> [WORK ITEM] Give the data again exactly as it appears, excluding any pictures.

-*-*-

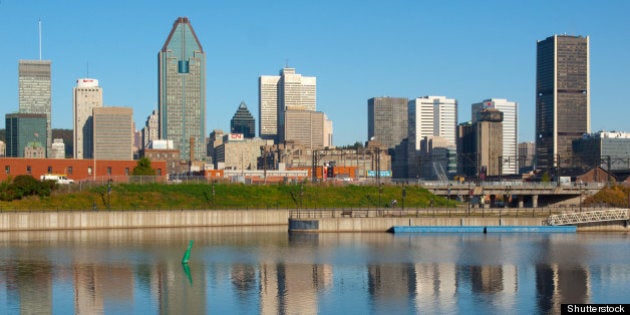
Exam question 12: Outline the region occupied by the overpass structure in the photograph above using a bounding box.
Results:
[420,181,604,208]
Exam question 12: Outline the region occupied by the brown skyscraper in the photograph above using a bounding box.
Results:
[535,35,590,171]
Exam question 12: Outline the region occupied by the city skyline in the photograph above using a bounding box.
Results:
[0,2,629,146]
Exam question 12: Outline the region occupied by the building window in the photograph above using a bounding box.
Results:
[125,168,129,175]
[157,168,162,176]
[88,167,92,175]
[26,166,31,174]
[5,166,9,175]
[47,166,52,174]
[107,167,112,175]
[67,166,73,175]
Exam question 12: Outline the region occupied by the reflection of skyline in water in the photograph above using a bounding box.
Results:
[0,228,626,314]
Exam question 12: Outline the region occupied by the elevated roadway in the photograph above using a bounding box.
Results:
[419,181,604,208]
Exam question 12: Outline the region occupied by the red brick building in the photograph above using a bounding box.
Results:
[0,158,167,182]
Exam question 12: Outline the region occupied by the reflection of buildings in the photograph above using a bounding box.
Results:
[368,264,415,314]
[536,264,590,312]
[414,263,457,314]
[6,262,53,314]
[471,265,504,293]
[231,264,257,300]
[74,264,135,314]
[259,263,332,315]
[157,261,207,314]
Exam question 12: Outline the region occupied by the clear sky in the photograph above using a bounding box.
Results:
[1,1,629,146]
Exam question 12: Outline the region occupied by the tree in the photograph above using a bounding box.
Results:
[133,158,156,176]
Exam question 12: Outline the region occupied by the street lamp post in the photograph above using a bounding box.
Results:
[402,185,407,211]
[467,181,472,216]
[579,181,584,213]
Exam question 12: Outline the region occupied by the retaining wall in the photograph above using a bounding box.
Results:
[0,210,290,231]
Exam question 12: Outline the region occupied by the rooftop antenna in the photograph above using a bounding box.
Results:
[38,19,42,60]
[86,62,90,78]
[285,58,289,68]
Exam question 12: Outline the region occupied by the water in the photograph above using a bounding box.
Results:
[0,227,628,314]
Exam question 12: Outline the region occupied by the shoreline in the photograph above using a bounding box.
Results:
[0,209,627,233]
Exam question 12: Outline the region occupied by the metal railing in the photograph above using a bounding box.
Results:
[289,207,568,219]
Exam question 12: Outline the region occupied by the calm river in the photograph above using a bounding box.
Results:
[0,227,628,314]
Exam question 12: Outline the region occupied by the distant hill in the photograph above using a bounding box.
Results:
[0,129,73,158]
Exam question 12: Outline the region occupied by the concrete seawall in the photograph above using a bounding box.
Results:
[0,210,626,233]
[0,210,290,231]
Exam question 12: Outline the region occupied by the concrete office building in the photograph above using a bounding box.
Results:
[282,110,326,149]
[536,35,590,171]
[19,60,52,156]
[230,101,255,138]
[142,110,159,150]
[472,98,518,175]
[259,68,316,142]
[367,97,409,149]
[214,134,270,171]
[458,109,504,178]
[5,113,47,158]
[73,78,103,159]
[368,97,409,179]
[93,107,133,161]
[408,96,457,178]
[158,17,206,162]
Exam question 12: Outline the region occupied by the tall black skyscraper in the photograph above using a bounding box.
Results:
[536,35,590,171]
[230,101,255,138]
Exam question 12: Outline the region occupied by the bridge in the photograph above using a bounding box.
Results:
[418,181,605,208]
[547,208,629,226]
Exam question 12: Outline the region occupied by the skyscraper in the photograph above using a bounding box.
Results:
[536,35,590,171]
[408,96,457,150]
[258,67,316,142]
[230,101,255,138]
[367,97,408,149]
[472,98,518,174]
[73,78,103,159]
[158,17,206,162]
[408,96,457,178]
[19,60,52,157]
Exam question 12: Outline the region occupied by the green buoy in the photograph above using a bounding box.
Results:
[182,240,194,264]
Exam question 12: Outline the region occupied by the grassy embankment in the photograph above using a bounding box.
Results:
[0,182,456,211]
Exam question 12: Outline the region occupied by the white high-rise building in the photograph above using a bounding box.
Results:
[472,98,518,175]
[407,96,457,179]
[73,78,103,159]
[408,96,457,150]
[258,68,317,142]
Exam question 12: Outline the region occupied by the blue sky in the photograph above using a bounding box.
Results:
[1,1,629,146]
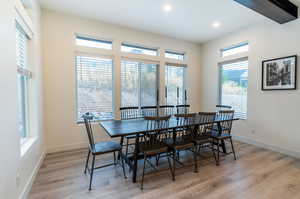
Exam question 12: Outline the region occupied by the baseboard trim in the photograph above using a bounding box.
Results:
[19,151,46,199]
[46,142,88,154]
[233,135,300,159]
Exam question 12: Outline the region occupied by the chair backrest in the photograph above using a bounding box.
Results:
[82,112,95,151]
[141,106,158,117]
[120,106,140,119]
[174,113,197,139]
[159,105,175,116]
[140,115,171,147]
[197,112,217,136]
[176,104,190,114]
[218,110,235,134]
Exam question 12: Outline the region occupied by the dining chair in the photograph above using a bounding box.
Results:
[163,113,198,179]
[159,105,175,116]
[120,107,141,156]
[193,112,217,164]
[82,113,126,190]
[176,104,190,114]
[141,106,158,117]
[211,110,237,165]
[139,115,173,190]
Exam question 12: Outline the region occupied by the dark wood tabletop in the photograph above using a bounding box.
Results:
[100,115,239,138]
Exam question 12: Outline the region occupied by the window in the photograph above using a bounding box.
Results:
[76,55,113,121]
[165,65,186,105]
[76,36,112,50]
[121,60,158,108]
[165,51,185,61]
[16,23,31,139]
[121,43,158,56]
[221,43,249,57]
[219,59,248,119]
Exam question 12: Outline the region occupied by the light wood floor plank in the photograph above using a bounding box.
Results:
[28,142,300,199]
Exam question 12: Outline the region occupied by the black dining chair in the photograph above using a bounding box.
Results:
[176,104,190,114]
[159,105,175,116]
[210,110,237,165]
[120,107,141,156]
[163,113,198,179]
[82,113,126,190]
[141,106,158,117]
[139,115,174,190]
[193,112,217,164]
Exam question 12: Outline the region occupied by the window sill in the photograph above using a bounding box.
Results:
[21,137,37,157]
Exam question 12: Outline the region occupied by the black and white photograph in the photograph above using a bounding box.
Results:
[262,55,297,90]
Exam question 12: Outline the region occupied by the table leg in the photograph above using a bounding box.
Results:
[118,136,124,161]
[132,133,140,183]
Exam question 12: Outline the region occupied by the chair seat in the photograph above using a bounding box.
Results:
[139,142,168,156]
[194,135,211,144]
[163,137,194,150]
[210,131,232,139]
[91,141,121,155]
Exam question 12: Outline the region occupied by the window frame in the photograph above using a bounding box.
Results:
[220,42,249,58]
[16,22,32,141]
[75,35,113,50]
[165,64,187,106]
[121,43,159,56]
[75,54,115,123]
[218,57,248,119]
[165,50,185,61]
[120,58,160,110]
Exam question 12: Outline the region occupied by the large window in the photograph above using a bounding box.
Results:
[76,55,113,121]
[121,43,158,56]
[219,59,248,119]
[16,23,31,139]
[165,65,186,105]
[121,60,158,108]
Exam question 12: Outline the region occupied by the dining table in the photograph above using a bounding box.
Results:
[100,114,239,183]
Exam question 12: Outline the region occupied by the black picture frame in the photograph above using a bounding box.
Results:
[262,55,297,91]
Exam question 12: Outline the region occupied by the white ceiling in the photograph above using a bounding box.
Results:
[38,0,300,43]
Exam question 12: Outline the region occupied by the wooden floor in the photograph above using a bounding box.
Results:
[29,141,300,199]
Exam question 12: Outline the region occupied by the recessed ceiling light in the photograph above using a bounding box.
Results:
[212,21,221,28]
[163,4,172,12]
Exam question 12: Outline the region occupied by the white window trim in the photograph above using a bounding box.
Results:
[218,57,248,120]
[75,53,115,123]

-*-*-

> [YOUR SOLUTION]
Exam question 12: Outline the region occupied by the overpass structure in the photograph above using a bounding box.
Results:
[420,181,604,208]
Exam question 12: Outline the region occupied by the brown skyscraper in the photograph above using a bounding box.
Results:
[535,35,590,171]
Exam question 12: Outline the region occupied by the city skyline in the photograph above using a bounding box.
Results:
[0,2,629,146]
Exam question 12: Outline the region occupied by the building window in the photograph above using a bounding box.
Results:
[125,168,129,175]
[157,168,162,176]
[88,167,92,175]
[26,166,31,174]
[5,166,9,175]
[47,166,52,174]
[107,167,112,175]
[67,166,73,175]
Exam question 12: Outline the region occupied by the reflection of skyline in water in the photograph above using a bounding box.
Results:
[0,228,626,314]
Exam question 12: Outline the region occupied by the elevated roadway in the photograph above using a bounding box.
Results:
[419,181,604,208]
Exam question 12: Outline the region occupied by the red brick building in the photograph above using a bounding box.
Results:
[0,158,167,182]
Exam question 12: Outline the region occupied by the reflection of buildings in the photograph above using a bounding box.
Results:
[368,264,415,314]
[536,264,590,312]
[414,263,457,314]
[6,262,53,314]
[471,265,504,293]
[231,264,257,300]
[74,264,135,314]
[259,263,332,315]
[157,261,207,314]
Exam question 12: Outline the region occupied by the clear sky in the photograph above using a bounding box.
Results:
[1,1,629,146]
Exam question 12: Outline the region occupied by the tree in the photograph above using a bounding box.
Results:
[133,158,156,176]
Exam question 12: Outline the region occupied by the street lamp post in the photograph above using a bounding box.
Results:
[402,185,407,211]
[467,181,472,216]
[579,181,584,213]
Exam question 12: Outline the region occupied by the retaining wall in the photograph above using a bounding box.
Results:
[0,210,290,231]
Exam question 12: Outline the region occupied by the rooftop antenna in the photograph above using a bounding box.
Results:
[38,19,42,60]
[86,62,90,78]
[285,58,289,68]
Exam question 12: Outline the region occupied by the water in the photograph above using a bounding box.
Results:
[0,227,628,314]
Exam question 12: Outline the region occupied by the shoreline in the photograph above using a bounding box.
Results:
[0,209,627,233]
Exam question 12: Outline the region occupied by the metal railing in the photograph above using a bounding box.
Results:
[289,207,568,219]
Exam question 12: Outline the region occupied by the calm river in the photograph above using a bounding box.
Results:
[0,227,628,314]
Exam question 12: Outline the region occupied by the distant hill in the photograph above using a bounding box.
Results:
[0,129,73,158]
Exam question 12: Outline the region occupied by the concrete seawall in the photograph above using a bounding box.
Results:
[0,210,626,233]
[0,210,290,231]
Exam question 12: Outline the region occupied by the concrete office building in the photograph above using a bounding box.
Results:
[282,110,326,149]
[536,35,590,171]
[19,60,52,156]
[230,101,255,138]
[142,110,159,150]
[472,98,518,175]
[259,68,316,142]
[367,97,409,149]
[214,134,270,171]
[458,109,504,178]
[5,113,47,158]
[73,78,103,159]
[368,97,409,179]
[93,107,133,161]
[408,96,457,178]
[158,17,206,162]
Exam question 12: Outline the region occupied by the tall black skyscraper in the photograph above using a bounding box.
Results:
[536,35,590,171]
[230,101,255,138]
Exam question 12: Outline the region occupied by the bridge in the photograph above using a bounding box.
Results:
[418,181,605,208]
[547,208,629,226]
Exam question 12: Outline the region occupied by the skyscraper in the photograph above using a bounding box.
Results:
[536,35,590,171]
[408,96,457,150]
[258,67,316,142]
[230,101,255,138]
[367,97,408,149]
[472,98,518,174]
[73,78,103,159]
[158,17,206,162]
[408,96,457,178]
[19,60,52,157]
Exam question 12: Outline the region occupied by the green buoy in the photograph above using a bounding box.
Results:
[182,240,194,264]
Exam question 12: Outline the region occupied by the grassy embankment in the photograph above using a bounding box.
Results:
[0,182,456,211]
Exam question 12: Outline the region occupied by the white high-rise building in the photograph above using a bounding box.
Results:
[472,98,518,175]
[407,96,457,179]
[73,78,103,159]
[408,96,457,150]
[258,68,317,142]
Exam question 12: Outline the region occupied by the blue sky in the photograph above using a bounding box.
Results:
[1,1,629,146]
Exam question 12: Outline the region occupied by the baseboard trim in the photograph above using a bounding box.
Results:
[19,151,46,199]
[46,142,88,154]
[233,135,300,159]
Exam question 12: Outline the region occupied by the chair backrest in the photograph above using a bounding box.
Results:
[82,112,95,151]
[141,106,158,117]
[120,106,140,119]
[174,113,197,139]
[159,105,175,116]
[140,115,171,147]
[197,112,217,136]
[176,104,190,114]
[218,110,235,134]
Exam question 12: Outline the region occupied by the dining chair in the photograph above using a bounding box.
Results:
[163,113,198,179]
[159,105,175,116]
[120,107,141,156]
[193,112,217,164]
[82,113,126,190]
[176,104,190,114]
[141,106,158,117]
[211,110,237,165]
[139,115,173,190]
Exam question 12: Outline the region occupied by the dark wood tabletop in the photograph above using a bounding box.
Results:
[100,115,239,138]
Exam question 12: Outline the region occupied by the window in the photograph above using a bounding box.
Results:
[76,55,113,121]
[165,65,186,105]
[76,36,112,50]
[121,60,158,108]
[165,51,185,61]
[16,23,31,139]
[121,43,158,56]
[221,43,249,57]
[219,59,248,119]
Exam question 12: Outline the region occupied by the light wood floor plank in the photograph above using a bounding box.
Results:
[28,142,300,199]
Exam question 12: Outline the region occupied by the black dining chair in the photograph above using a bounding box.
Results:
[176,104,190,114]
[159,105,175,116]
[210,110,237,165]
[120,107,141,156]
[163,113,198,179]
[82,113,126,190]
[141,106,158,117]
[139,115,174,190]
[193,112,217,164]
Exam question 12: Outline the region occupied by the window sill in the photograph above using a bounding box.
Results:
[21,137,37,157]
Exam question 12: Outline the region occupied by the black and white photograph in the photograph above using a bounding box.
Results:
[262,55,297,90]
Exam question 12: Outline the region occupied by the table leg in the photograph above using a bounding box.
Results:
[118,136,124,161]
[132,133,140,183]
Exam question 12: Outline the region occupied by the chair seat in the photograph above using a bounding box.
Results:
[139,142,168,156]
[194,135,211,144]
[163,137,194,150]
[210,131,232,139]
[91,141,121,155]
Exam question 12: Outline the region occupied by the window frame in the photograph above using a bounding box.
Results:
[220,42,249,58]
[16,22,32,141]
[75,35,113,50]
[165,64,187,106]
[121,43,159,56]
[75,54,115,123]
[218,57,248,119]
[165,50,185,61]
[120,58,160,110]
Exam question 12: Outline the region occupied by the large window in the photograph above using a bounding box.
Results:
[76,55,113,121]
[121,43,158,56]
[219,59,248,119]
[16,23,31,139]
[165,65,186,105]
[121,60,158,108]
Exam question 12: Outline the region occupied by the dining table in the photograph above using a bounding box.
Results:
[100,114,239,183]
Exam question 12: Outline the region occupied by the black picture frame in the photograph above using a bounding box.
Results:
[262,55,297,91]
Exam question 12: Outline the region occupied by the white ceiling in the photograph above using a bounding box.
Results:
[38,0,300,43]
Exam question 12: Outline the region occupied by the wooden floor in the photograph above using a bounding box.
Results:
[29,141,300,199]
Exam question 12: Outline the region occupied by the recessed ceiling light in the photograph above using a bounding box.
Results:
[212,21,221,28]
[163,4,172,12]
Exam question 12: Outline the region occupied by the white window trim in the photograph above using a bounding box.
Results:
[218,57,248,120]
[75,53,115,123]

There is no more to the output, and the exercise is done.